Can you convert the material below, from the line with "Drop a pin on every instance of the chrome" to the line with "x=412, y=228", into a two-column CSV with the headers instruction and pins? Put one pair per row, with each value in a single quoted field and line breaks turned into spaces.

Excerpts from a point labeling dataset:

□ □ □ □ □ □ □

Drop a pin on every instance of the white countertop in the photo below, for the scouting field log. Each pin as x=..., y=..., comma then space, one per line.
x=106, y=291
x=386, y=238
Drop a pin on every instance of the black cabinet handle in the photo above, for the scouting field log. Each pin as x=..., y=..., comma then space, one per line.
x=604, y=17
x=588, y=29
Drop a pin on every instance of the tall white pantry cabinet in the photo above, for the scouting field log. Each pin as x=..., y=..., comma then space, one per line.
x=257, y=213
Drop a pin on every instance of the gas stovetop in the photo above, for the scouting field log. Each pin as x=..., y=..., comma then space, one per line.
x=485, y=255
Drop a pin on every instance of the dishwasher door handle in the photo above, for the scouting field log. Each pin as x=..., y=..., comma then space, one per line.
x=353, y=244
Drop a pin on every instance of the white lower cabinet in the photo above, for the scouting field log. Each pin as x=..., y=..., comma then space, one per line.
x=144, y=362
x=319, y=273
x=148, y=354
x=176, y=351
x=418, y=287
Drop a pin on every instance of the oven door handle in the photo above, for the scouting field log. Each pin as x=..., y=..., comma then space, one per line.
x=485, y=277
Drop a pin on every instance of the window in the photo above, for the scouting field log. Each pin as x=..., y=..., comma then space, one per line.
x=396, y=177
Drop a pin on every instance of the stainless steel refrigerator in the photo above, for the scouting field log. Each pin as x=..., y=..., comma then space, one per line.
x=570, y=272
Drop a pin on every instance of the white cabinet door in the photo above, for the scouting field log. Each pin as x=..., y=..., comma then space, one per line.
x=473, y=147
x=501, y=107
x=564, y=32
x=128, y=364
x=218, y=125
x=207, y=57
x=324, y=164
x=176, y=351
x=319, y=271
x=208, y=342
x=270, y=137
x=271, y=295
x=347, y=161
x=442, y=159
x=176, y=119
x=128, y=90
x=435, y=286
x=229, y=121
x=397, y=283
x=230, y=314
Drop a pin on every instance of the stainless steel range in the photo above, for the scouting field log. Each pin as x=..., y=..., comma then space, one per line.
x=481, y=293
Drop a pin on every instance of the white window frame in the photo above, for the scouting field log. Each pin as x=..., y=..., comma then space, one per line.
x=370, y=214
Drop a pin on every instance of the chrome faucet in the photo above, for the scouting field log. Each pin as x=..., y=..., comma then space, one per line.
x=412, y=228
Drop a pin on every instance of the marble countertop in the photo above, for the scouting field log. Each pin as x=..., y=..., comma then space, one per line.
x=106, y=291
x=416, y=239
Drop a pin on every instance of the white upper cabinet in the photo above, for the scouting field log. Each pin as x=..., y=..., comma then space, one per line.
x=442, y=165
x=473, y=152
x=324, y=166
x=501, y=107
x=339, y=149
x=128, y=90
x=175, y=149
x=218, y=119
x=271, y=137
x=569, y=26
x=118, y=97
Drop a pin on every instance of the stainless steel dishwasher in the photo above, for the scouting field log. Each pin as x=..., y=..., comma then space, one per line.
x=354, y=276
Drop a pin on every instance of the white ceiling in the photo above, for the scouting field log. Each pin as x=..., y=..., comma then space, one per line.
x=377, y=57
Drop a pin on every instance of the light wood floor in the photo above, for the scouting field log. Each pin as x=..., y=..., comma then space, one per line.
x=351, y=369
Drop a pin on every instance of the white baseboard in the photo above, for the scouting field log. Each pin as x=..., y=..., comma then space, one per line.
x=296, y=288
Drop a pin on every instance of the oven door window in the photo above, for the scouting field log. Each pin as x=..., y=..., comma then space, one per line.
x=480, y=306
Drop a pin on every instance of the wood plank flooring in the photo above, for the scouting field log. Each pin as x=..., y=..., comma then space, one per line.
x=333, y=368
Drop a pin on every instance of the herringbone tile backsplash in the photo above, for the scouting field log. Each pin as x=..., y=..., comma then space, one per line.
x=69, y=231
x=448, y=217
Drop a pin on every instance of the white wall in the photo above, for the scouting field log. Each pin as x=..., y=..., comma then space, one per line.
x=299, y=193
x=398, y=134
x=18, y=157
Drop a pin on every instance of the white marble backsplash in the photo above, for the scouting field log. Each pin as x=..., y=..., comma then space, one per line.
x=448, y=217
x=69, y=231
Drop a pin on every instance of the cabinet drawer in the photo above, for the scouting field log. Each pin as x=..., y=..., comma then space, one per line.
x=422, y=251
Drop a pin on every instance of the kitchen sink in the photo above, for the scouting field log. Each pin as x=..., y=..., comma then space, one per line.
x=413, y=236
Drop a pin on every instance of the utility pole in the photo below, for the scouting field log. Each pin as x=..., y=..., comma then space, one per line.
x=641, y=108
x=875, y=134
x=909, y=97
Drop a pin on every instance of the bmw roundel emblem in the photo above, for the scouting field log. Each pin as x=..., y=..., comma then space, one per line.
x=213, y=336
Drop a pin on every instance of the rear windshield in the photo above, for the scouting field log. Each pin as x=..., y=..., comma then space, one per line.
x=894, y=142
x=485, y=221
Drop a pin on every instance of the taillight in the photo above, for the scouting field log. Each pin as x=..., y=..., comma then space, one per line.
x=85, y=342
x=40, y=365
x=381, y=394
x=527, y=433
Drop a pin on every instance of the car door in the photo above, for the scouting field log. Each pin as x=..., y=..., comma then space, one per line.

□ □ □ □ □ □ □

Solution for this exercise:
instruction,pins
"Drop a pin on every instance of the chrome faucet in the photo above, for the scouting field log. Each pin as x=..., y=..., comma then space, one per line.","x=412, y=228"